Record list:
------------------------------------

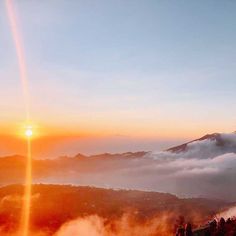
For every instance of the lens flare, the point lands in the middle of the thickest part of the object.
(25, 219)
(29, 132)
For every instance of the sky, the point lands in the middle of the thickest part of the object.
(119, 75)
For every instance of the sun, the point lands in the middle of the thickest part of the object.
(28, 132)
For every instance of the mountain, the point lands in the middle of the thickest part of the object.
(225, 143)
(204, 167)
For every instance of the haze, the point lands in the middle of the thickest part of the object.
(119, 76)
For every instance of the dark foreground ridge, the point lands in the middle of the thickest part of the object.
(220, 227)
(54, 205)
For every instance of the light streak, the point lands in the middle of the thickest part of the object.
(24, 229)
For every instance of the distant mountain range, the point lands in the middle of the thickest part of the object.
(168, 171)
(225, 142)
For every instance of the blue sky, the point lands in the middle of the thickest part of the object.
(142, 68)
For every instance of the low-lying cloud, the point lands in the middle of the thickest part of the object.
(206, 168)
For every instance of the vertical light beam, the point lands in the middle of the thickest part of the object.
(25, 219)
(20, 55)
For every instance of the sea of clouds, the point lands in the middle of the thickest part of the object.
(204, 169)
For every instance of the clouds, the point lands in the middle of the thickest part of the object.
(206, 168)
(126, 225)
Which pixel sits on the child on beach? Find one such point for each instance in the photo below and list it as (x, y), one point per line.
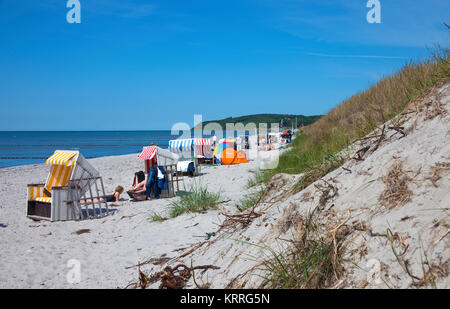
(113, 197)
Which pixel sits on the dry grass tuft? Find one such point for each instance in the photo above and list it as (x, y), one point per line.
(437, 170)
(396, 192)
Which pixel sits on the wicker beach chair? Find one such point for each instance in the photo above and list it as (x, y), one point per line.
(71, 177)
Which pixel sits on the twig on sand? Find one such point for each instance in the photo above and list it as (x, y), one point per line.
(170, 278)
(244, 218)
(360, 153)
(400, 130)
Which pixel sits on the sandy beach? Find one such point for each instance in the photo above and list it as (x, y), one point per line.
(352, 200)
(35, 254)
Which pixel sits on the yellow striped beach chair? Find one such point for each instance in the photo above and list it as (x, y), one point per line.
(53, 200)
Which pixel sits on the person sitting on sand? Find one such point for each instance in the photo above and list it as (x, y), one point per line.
(140, 187)
(113, 197)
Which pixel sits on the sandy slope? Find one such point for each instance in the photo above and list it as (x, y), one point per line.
(420, 226)
(35, 254)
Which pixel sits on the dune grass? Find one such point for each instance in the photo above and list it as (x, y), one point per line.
(313, 262)
(197, 200)
(251, 199)
(316, 146)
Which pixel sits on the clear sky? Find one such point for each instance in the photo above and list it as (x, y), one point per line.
(138, 64)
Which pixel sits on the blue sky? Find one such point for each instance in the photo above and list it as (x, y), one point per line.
(139, 64)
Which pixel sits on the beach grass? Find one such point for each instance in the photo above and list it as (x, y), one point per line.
(312, 262)
(316, 146)
(197, 200)
(154, 217)
(251, 199)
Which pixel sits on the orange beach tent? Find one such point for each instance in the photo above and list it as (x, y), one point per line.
(231, 156)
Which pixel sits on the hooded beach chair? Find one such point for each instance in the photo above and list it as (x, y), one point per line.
(71, 177)
(190, 150)
(167, 160)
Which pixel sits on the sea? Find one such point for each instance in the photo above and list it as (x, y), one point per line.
(34, 147)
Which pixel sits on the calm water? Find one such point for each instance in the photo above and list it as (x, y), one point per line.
(20, 148)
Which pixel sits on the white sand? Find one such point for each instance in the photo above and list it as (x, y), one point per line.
(35, 254)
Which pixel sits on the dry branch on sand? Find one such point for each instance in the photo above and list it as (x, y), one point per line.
(170, 278)
(396, 192)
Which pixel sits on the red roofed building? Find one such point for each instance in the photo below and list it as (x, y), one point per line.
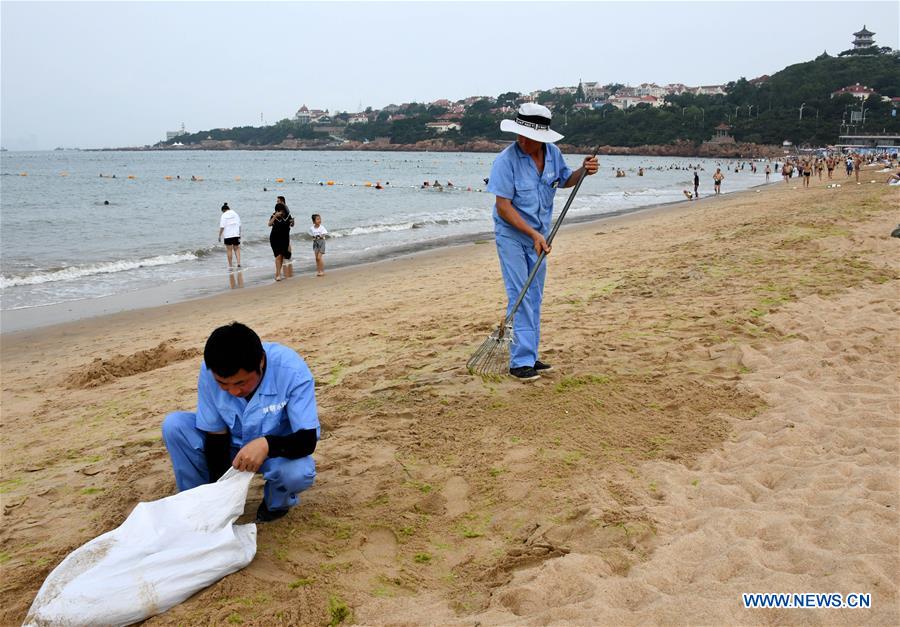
(859, 91)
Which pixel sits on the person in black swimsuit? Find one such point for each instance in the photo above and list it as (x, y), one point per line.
(279, 238)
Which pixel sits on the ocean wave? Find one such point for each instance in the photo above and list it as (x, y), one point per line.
(79, 272)
(415, 221)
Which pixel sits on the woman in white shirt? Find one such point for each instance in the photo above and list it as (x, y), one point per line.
(318, 233)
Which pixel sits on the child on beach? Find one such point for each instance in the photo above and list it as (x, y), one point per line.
(318, 233)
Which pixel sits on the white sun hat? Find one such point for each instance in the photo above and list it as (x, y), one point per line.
(532, 121)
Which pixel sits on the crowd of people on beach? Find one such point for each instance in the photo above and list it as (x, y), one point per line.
(280, 222)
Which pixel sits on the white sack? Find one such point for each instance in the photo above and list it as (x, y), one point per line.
(164, 552)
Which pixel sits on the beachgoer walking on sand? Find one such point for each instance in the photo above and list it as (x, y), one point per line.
(279, 237)
(256, 411)
(230, 228)
(318, 233)
(524, 179)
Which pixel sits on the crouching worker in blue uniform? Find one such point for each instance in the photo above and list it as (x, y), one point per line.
(524, 179)
(256, 411)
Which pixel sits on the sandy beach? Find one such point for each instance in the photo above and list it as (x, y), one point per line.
(724, 417)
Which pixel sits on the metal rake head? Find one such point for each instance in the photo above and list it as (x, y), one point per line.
(492, 357)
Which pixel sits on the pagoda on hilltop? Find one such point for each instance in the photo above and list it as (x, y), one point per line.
(863, 39)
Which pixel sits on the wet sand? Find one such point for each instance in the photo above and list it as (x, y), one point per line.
(723, 418)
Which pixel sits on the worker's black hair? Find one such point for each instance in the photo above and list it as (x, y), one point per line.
(231, 348)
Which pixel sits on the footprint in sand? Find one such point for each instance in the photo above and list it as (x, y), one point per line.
(380, 547)
(456, 491)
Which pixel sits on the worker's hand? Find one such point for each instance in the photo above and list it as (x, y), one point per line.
(540, 244)
(252, 455)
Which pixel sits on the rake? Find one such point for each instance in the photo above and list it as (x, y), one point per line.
(492, 357)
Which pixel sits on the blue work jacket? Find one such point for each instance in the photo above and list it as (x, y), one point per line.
(284, 402)
(514, 176)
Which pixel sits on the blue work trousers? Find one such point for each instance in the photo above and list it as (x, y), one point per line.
(285, 478)
(516, 261)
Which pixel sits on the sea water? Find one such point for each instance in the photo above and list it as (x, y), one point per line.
(83, 224)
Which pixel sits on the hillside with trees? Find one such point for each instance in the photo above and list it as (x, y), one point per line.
(796, 104)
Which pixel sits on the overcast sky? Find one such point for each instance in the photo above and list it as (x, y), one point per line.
(103, 74)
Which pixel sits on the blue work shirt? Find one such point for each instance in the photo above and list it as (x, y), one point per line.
(284, 402)
(514, 176)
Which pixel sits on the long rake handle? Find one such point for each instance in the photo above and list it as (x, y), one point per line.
(543, 255)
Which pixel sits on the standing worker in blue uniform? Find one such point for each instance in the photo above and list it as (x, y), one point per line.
(256, 411)
(524, 179)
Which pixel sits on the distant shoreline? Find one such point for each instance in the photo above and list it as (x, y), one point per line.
(678, 149)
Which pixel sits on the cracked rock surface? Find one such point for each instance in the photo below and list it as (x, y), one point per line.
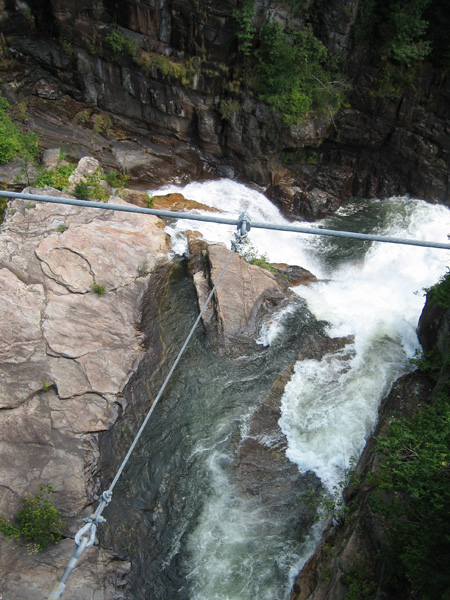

------------------------------------

What you will do:
Pick out each line of the records above that contains the word "light" and copy it in full. Case counts.

Finished exercise:
For every instance of the light streak, the point lands in the middle of the thickest part of the object.
For every instance of the vertical light beam, the point lands in the middle of the thickest part of the object.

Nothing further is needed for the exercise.